[TEKS PILIHAN]:
>>

Penjualan Baja Masih Lesu, Apa Penyebabnya?

Bareksa • 29 Jul 2015

an image
Gulungan baja di sebuah pabrik. REUTERS/Fabian Bimmer

Harga baja China di pasar domestik Shanghai tercatat anjlok ke titik terendahnya, yakni $ 400 per ton

Bareksa.com - Industri baja dunia saat ini sedang lesu dan kelebihan pasokan (oversupply). Oversupply bahkan kini sudah masuk tahap kronis, sehingga memukul harga baja dunia. Imbasnya, beberapa perusahaan baja besar dunia merugi.

Pergerakan Harga Baja Global Selama 3 tahun

 

Sumber: Bloomberg.com

Bahkan selama kuartal I 2015, harga baja China di pasar domestik Shanghai anjlok ke titik terendahnya $ 400 per ton dan harga baja impor di Asia Timur (cost and freight) mencapai $394 per ton turun disbanding kuartal I 2014 sebesar $550 per ton dan $519 per ton.

<<

[ISI TUGAS]: Tuliskan kembali seluruh artikel tentang lesunya penjualan baja di atas, kata demi kata tanpa perubahan.

[CUPLIKAN DATA]:
>>

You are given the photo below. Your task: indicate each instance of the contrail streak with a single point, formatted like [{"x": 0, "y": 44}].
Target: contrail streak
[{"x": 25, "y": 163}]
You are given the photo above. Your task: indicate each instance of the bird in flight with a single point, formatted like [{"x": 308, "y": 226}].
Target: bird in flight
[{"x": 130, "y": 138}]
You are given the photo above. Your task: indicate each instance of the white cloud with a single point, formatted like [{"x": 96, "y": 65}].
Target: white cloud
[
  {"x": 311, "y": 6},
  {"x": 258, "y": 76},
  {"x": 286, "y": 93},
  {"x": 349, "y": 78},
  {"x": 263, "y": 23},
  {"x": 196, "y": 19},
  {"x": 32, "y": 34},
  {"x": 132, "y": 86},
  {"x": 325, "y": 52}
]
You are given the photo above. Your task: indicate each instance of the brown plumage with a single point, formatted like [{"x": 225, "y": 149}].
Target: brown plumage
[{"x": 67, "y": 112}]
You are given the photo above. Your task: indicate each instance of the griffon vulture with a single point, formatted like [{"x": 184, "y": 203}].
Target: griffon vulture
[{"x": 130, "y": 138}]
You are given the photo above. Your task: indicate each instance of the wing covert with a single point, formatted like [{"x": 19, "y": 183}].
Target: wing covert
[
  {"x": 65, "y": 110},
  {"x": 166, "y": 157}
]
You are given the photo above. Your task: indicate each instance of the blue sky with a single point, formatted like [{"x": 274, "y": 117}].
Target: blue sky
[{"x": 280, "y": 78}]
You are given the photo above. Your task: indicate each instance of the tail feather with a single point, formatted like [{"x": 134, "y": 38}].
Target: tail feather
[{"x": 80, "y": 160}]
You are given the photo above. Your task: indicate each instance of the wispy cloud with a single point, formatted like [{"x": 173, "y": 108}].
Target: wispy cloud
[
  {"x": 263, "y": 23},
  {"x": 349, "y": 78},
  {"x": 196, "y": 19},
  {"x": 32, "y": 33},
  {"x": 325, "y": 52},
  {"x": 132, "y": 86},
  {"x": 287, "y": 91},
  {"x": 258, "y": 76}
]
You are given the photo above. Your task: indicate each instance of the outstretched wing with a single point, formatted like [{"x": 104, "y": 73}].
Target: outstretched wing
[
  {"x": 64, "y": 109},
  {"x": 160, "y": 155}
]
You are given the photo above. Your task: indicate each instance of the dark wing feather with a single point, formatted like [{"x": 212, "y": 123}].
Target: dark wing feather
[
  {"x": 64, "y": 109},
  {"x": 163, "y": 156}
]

<<

[JAWABAN]:
Penjualan Baja Masih Lesu, Apa Penyebabnya?

Bareksa • 29 Jul 2015

an image
Gulungan baja di sebuah pabrik. REUTERS/Fabian Bimmer

Harga baja China di pasar domestik Shanghai tercatat anjlok ke titik terendahnya, yakni $ 400 per ton

Bareksa.com - Industri baja dunia saat ini sedang lesu dan kelebihan pasokan (oversupply). Oversupply bahkan kini sudah masuk tahap kronis, sehingga memukul harga baja dunia. Imbasnya, beberapa perusahaan baja besar dunia merugi.

Pergerakan Harga Baja Global Selama 3 tahun

 

Sumber: Bloomberg.com

Bahkan selama kuartal I 2015, harga baja China di pasar domestik Shanghai anjlok ke titik terendahnya $ 400 per ton dan harga baja impor di Asia Timur (cost and freight) mencapai $394 per ton turun disbanding kuartal I 2014 sebesar $550 per ton dan $519 per ton.